> **Tugas a**: Tulis ulang tanpa perubahan bagian data di bawah yang dimulai dari baris yang memuat "the locomotive smokestack" dan berakhir pada baris yang memuat "[[282, 177]]", termasuk kedua baris tersebut.

> **Teks yang disediakan**:
++++

Saya akan membacakan beberapa poin yang sudah kami diskusikan dengan seluruh pimpinan.
Ada poin-poin yang perlu saya sampaikan.
Pertama, kita sangat prihatin kondisi pemberantasan korupsi semakin mencemaskan.
Kemudian KPK rasanya seperti dikepung dari berbagai macam sisi.
Namun dalam hal pimpinan, rasanya Presiden telah mengirimkan ke DPR.
DPR menyetujui, kalau nanti paripurna juga menyetujui, wajib KPK tidak melawan.
Itu sudah menjadi keputusan dan Pak Saut, kami semua, sifatnya bukan personal, sama sekali bukan personal.
Kemudian yang terkait dengan yang sangat kami prihatin dan mencemaskan adalah mengenai RUU KPK.

++++

> **Data yang diberikan**:
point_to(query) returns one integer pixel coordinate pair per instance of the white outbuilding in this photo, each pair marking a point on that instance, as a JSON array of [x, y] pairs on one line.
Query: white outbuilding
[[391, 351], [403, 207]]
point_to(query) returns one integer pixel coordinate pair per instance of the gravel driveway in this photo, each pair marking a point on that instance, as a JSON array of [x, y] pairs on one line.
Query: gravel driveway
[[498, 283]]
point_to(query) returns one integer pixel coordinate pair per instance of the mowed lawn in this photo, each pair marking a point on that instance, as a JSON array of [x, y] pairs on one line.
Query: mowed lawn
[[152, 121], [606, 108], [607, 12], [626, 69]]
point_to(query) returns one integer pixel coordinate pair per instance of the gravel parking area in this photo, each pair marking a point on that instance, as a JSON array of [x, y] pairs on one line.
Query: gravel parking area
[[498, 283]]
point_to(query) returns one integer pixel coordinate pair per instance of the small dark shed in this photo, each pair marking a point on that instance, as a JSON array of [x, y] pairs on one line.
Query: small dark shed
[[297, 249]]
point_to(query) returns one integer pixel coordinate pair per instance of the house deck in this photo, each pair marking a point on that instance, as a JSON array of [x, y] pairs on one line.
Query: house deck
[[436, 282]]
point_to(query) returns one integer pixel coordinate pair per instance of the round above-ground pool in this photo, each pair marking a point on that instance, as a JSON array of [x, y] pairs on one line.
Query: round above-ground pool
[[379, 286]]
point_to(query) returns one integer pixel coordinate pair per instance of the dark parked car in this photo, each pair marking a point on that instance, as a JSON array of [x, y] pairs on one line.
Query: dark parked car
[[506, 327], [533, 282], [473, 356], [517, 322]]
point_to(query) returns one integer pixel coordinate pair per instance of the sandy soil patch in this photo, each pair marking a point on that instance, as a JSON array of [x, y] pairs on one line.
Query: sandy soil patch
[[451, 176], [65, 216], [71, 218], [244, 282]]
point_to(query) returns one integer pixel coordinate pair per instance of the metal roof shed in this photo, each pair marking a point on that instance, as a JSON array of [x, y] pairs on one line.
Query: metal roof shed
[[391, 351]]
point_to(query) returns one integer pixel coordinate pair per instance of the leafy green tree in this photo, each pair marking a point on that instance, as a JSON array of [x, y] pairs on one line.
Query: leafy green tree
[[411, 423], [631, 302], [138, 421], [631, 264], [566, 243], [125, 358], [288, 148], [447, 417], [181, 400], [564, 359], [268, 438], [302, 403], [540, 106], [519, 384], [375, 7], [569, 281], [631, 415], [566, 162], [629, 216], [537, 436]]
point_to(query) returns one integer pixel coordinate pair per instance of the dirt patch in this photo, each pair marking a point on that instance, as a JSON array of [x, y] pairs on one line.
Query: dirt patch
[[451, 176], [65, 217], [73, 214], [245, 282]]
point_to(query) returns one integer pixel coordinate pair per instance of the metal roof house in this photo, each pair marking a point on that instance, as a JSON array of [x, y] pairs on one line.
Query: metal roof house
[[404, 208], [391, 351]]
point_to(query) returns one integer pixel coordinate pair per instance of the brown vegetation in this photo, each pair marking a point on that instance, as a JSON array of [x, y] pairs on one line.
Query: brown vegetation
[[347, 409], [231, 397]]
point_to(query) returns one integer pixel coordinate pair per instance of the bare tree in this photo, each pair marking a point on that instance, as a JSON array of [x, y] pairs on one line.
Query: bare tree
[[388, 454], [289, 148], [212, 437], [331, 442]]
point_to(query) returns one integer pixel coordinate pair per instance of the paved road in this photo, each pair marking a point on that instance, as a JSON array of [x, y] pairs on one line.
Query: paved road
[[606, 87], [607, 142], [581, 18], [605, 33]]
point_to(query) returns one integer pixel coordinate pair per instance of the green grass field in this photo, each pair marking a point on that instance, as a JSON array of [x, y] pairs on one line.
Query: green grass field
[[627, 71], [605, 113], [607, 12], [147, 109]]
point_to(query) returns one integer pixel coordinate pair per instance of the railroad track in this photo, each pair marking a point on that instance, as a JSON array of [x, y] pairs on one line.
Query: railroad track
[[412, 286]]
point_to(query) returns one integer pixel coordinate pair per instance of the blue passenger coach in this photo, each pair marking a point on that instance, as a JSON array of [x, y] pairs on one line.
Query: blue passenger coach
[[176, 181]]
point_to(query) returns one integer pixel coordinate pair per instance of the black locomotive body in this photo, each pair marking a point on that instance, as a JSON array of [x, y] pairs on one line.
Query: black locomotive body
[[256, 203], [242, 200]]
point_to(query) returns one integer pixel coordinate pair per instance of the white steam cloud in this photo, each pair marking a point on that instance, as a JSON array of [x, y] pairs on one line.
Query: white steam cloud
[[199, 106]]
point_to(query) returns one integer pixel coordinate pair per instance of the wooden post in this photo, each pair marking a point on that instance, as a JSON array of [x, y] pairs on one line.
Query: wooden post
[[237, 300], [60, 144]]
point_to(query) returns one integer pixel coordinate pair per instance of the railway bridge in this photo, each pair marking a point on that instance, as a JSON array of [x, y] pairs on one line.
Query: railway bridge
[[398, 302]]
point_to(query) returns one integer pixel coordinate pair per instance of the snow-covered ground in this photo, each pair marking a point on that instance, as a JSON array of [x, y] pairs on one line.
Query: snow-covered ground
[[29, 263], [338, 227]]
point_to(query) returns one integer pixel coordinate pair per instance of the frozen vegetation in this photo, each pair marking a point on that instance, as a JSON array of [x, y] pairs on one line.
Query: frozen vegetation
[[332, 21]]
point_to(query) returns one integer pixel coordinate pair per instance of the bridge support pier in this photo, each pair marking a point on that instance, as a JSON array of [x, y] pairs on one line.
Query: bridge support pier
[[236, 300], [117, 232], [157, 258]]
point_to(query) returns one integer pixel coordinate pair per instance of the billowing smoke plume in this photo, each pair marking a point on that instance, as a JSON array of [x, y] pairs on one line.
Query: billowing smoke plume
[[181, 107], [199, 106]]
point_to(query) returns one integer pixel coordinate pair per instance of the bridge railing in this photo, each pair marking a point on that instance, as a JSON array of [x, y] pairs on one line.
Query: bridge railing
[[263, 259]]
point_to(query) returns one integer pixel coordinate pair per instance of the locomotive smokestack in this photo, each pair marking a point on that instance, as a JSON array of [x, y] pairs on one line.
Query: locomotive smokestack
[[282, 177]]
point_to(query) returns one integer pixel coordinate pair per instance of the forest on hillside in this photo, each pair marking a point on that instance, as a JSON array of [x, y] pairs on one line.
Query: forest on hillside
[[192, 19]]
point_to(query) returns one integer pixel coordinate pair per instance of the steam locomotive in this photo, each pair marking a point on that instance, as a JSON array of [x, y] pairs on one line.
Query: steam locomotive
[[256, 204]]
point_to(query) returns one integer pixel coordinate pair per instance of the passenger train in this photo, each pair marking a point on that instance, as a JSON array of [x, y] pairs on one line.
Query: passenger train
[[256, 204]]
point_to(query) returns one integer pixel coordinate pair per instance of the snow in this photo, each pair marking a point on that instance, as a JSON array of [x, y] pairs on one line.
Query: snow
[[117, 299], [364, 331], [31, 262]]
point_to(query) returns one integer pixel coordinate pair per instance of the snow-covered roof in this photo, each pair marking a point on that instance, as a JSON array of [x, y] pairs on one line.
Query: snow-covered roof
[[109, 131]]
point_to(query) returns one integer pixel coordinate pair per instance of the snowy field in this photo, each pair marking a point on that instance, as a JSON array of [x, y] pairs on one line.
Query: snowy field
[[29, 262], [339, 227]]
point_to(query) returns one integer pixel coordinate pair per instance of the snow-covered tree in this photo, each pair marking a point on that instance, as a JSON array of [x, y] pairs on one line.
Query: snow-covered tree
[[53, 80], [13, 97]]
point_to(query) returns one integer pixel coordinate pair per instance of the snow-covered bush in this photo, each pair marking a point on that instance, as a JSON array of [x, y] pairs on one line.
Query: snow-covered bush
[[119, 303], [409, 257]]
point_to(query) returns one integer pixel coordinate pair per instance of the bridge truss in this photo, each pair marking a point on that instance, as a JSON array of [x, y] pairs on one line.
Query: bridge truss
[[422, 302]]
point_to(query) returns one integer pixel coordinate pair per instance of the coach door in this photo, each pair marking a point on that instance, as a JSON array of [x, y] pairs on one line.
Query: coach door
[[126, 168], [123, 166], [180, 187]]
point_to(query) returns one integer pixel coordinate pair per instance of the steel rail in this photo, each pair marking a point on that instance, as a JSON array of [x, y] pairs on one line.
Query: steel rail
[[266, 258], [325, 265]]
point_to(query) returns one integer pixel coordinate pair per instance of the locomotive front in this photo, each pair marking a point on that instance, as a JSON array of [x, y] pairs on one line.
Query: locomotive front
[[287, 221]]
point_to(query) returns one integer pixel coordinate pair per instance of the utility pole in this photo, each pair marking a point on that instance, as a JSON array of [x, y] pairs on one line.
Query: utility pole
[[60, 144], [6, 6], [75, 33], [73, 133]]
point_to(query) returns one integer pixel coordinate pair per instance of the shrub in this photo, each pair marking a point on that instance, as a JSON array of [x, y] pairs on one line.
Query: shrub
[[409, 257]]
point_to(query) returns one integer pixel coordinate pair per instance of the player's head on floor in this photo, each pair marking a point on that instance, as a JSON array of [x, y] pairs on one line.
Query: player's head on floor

++++

> **Tugas b**: Berikan kembali tanpa perubahan bagian teks tentang pemberantasan korupsi di atas yang dimulai dengan kata-kata "DPR menyetujui, kalau" dan diakhiri dengan "sekali bukan personal.".

> **Jawaban yang diharapkan a**:
point_to(query) returns one integer pixel coordinate pair per instance of the locomotive smokestack in this photo, each pair marking a point on that instance, as a JSON array of [x, y] pairs on one line.
Query: locomotive smokestack
[[282, 177]]

> **Jawaban yang diharapkan b**:
DPR menyetujui, kalau nanti paripurna juga menyetujui, wajib KPK tidak melawan.
Itu sudah menjadi keputusan dan Pak Saut, kami semua, sifatnya bukan personal, sama sekali bukan personal.